• PROBLEM DETAILS
Rewrite every line from the line with "Exercise. Point to the black" through the end of the items, both ends included. Multiply each coordinate in the answers by 1.55 and round it to a whole number, rounding halves up, and leave all other text unchanged.

── WORKING DATA ──

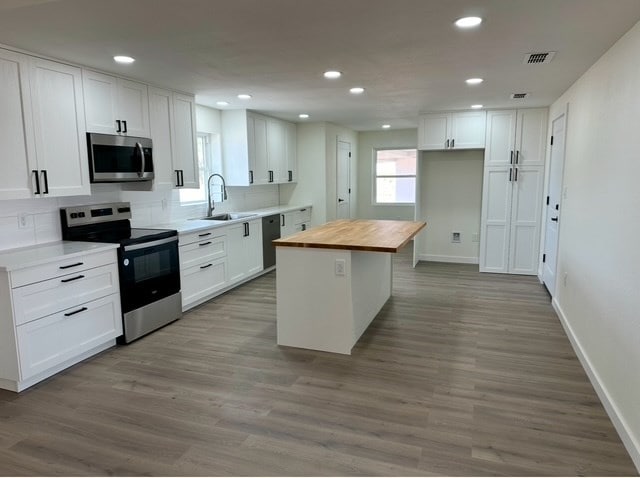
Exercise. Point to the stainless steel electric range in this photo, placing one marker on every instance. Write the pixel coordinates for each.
(148, 264)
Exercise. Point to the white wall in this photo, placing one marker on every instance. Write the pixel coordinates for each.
(450, 200)
(600, 229)
(368, 142)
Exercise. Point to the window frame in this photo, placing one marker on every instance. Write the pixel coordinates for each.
(374, 176)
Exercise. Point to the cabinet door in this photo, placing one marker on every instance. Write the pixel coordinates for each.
(133, 108)
(276, 147)
(16, 131)
(495, 219)
(500, 138)
(59, 127)
(160, 119)
(468, 130)
(526, 209)
(291, 153)
(184, 131)
(531, 137)
(75, 330)
(100, 102)
(258, 149)
(433, 131)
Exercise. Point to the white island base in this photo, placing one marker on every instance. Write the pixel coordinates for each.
(319, 308)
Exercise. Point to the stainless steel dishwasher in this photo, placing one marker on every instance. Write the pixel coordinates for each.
(270, 232)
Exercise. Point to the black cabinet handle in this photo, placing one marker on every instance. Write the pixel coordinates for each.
(46, 182)
(35, 171)
(72, 279)
(69, 314)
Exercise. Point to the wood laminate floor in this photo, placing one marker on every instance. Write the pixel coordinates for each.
(461, 373)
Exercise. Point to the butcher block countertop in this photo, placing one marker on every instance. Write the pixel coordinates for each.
(356, 235)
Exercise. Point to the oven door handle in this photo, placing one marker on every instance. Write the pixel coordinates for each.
(141, 173)
(144, 245)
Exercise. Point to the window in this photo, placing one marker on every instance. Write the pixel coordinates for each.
(207, 149)
(395, 180)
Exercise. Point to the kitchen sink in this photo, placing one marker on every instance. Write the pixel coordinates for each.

───

• THE RESPONSE
Exercise. Point to the black cabinet handle in this photo, placing one marker on every instance. Write the pixel coordinates for each.
(71, 282)
(54, 265)
(112, 432)
(107, 487)
Exercise. Point to the wood laminate floor in this photo, placing one marker on every instance. Write the pixel coordinates for each.
(715, 578)
Exercise. Point to the butcher block countertop in this photo, placing one marker on every instance. Write the pixel coordinates for each.
(552, 364)
Exercise. Point to the oven door handle in this photo, placing one marker on every instance. Write the pixel coordinates for each.
(219, 268)
(223, 380)
Exercise. Point to the window in this photo, placing one marker on every instance. Write the pixel coordinates for each.
(321, 231)
(612, 279)
Exercise. Point to the kitchen sink in this photo, placing one marker on every instance. Write the pixel coordinates for each.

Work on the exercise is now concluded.